Your instructions: Copy out every line in the items below that contains the string "white", treating uppercase and lowercase as different.
☆ ☆ ☆
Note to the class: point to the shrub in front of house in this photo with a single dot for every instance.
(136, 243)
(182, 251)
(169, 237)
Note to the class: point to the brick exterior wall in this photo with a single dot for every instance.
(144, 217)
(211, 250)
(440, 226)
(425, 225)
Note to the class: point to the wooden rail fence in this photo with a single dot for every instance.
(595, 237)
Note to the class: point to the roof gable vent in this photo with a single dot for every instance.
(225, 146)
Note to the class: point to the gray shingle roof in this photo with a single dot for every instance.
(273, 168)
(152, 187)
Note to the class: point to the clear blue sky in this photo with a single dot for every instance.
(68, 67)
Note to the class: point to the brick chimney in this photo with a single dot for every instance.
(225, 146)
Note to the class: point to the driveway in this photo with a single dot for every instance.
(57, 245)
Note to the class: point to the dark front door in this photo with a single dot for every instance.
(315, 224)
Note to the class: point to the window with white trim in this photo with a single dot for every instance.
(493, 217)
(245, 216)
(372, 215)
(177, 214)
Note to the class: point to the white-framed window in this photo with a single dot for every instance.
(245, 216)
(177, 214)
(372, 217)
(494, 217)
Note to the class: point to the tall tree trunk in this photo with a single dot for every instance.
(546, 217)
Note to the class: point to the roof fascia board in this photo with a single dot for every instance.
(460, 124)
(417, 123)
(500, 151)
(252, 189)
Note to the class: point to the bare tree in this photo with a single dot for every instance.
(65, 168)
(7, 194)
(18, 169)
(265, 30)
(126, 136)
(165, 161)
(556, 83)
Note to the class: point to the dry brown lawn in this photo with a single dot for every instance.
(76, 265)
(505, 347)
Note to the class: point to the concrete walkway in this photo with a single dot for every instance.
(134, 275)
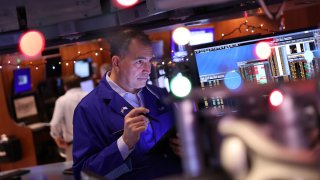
☆ ☆ ☆
Correct answer:
Note to the class: point to the window with white trim in this photo with a single dot for every instance.
Note to the class: point to the white-framed window in this photo with a single dot for every instance.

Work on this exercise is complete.